* START TASK DATA *
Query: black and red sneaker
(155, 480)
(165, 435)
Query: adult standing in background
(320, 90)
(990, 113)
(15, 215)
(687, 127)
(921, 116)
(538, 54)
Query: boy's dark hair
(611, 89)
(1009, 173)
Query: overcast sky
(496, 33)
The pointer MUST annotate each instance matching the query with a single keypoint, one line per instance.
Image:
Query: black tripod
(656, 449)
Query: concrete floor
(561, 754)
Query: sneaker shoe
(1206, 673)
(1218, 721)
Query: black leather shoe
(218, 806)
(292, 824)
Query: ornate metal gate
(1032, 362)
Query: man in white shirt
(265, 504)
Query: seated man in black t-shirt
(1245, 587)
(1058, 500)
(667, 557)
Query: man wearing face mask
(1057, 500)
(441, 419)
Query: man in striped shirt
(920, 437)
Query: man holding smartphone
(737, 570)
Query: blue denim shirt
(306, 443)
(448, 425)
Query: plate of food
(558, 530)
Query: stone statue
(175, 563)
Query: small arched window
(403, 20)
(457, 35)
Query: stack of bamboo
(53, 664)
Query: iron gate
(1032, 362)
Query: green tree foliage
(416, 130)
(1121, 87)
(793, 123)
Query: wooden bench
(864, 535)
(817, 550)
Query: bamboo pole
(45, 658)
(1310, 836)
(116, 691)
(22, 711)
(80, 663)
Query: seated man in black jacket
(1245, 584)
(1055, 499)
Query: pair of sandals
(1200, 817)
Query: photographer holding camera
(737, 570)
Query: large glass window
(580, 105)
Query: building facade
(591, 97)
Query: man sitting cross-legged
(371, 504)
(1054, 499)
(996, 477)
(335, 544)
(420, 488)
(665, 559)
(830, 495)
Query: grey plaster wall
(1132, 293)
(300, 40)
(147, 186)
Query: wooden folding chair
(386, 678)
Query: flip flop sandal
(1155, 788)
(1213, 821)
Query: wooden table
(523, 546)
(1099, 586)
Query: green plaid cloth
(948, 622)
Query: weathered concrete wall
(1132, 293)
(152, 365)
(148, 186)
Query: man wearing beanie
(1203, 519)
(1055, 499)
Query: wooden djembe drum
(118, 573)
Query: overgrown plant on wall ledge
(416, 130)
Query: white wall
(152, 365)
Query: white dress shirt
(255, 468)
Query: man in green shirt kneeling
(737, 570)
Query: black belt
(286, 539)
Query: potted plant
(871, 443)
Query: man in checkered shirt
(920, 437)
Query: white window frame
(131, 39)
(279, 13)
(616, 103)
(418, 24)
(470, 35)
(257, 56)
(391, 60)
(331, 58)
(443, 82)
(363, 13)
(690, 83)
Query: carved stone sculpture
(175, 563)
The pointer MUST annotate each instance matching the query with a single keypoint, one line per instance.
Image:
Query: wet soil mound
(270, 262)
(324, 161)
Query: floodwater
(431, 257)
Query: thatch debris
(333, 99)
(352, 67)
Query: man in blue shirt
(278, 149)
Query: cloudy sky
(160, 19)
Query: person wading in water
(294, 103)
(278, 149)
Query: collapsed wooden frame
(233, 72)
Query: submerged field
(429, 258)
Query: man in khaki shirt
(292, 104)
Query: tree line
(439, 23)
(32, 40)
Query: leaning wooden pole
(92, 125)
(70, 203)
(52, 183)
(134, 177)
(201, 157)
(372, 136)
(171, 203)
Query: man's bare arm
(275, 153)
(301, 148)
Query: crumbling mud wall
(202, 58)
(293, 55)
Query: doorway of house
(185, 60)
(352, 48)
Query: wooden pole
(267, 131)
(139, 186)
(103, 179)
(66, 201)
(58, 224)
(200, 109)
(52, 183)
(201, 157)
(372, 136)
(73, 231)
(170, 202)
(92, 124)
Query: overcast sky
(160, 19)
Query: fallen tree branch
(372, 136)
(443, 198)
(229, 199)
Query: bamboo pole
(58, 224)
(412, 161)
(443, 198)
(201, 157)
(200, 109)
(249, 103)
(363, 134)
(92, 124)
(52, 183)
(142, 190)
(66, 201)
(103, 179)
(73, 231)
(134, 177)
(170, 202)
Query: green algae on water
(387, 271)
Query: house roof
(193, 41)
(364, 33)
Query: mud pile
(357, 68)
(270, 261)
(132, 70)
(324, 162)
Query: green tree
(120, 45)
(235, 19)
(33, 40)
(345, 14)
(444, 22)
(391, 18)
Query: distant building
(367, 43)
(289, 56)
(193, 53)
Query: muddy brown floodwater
* END TASK DATA *
• GIVEN EXERCISE: Set down every line of the listing above again, exactly as given.

• THE ANSWER:
Query: black and red sneaker
(155, 480)
(165, 435)
Query: adult standing in background
(320, 90)
(990, 113)
(15, 215)
(687, 127)
(921, 116)
(538, 54)
Query: boy's dark hair
(611, 89)
(1009, 173)
Query: overcast sky
(496, 33)
The pointer MUST annotate each instance matching the query with a single keypoint, one line per instance.
Image:
Query: black tripod
(656, 449)
Query: concrete floor
(561, 754)
Query: sneaker shoe
(1206, 673)
(1218, 721)
Query: black leather shoe
(218, 806)
(292, 824)
Query: ornate metal gate
(1032, 362)
Query: man in white shirt
(265, 504)
Query: seated man in black t-shirt
(1245, 587)
(1058, 500)
(667, 557)
Query: man wearing face mask
(1057, 500)
(441, 419)
Query: man in striped shirt
(920, 437)
Query: man holding smartphone
(737, 570)
Query: blue denim shirt
(306, 443)
(448, 425)
Query: plate of food
(558, 530)
Query: stone statue
(175, 563)
Query: small arched window
(403, 20)
(457, 35)
Query: stack of bamboo
(53, 664)
Query: iron gate
(1032, 362)
Query: green tree foliage
(416, 130)
(1121, 87)
(793, 123)
Query: wooden bench
(864, 535)
(817, 550)
Query: bamboo pole
(45, 658)
(1310, 836)
(116, 691)
(22, 711)
(80, 663)
Query: seated man in black jacket
(1245, 584)
(1055, 499)
Query: pair of sandals
(1200, 817)
Query: photographer holding camera
(737, 570)
Query: large glass window
(580, 105)
Query: building facade
(591, 97)
Query: man sitting cross-legged
(371, 504)
(1054, 499)
(996, 477)
(335, 544)
(420, 488)
(665, 559)
(830, 495)
Query: grey plaster wall
(1132, 293)
(300, 40)
(147, 186)
Query: wooden folding chair
(386, 678)
Query: flip flop sandal
(1155, 788)
(1213, 821)
Query: wooden table
(523, 546)
(1099, 586)
Query: green plaid cloth
(948, 622)
Query: weathered concrete wall
(1132, 293)
(152, 365)
(148, 186)
Query: man wearing beanie
(1203, 519)
(1055, 499)
Query: wooden djembe drum
(118, 573)
Query: overgrown plant on wall ledge
(416, 130)
Query: white wall
(152, 365)
Query: white dress shirt
(255, 468)
Query: man in green shirt kneeling
(737, 570)
Query: black belt
(286, 539)
Query: potted plant
(871, 443)
Query: man in checkered shirt
(920, 437)
Query: white window frame
(131, 39)
(279, 13)
(616, 103)
(418, 24)
(470, 35)
(257, 56)
(391, 60)
(331, 58)
(443, 82)
(363, 13)
(690, 83)
Query: carved stone sculpture
(175, 563)
The pointer MUST annotate each instance matching the query with a single keypoint, one line per instance.
Image:
Query: wet soil mound
(270, 262)
(324, 161)
Query: floodwater
(431, 257)
Query: thatch debris
(333, 99)
(352, 67)
Query: man in blue shirt
(278, 149)
Query: cloudy sky
(160, 19)
Query: person wading in water
(294, 103)
(278, 149)
Query: collapsed wooden frame
(233, 72)
Query: submerged field
(429, 258)
Query: man in khaki shirt
(292, 104)
Query: tree line
(439, 23)
(32, 40)
Query: leaning wooden pole
(92, 125)
(70, 203)
(52, 183)
(134, 177)
(201, 157)
(372, 136)
(171, 203)
Query: man's bare arm
(275, 153)
(301, 148)
Query: crumbling mud wall
(202, 58)
(293, 55)
Query: doorway of house
(185, 60)
(352, 48)
Query: wooden pole
(267, 131)
(139, 186)
(103, 179)
(66, 201)
(58, 224)
(200, 109)
(52, 183)
(201, 157)
(372, 136)
(73, 231)
(170, 202)
(92, 124)
Query: overcast sky
(160, 19)
Query: fallen tree branch
(372, 136)
(443, 198)
(229, 199)
Query: bamboo pole
(58, 224)
(412, 161)
(443, 198)
(201, 157)
(200, 109)
(249, 103)
(363, 134)
(92, 124)
(52, 183)
(142, 190)
(66, 201)
(103, 179)
(73, 231)
(134, 177)
(170, 202)
Query: green algae on water
(387, 271)
Query: house roof
(193, 41)
(364, 33)
Query: mud pile
(357, 68)
(270, 261)
(132, 70)
(324, 162)
Query: green tree
(120, 45)
(235, 19)
(33, 40)
(345, 14)
(444, 22)
(391, 18)
Query: distant building
(367, 43)
(289, 56)
(193, 53)
Query: muddy brown floodwater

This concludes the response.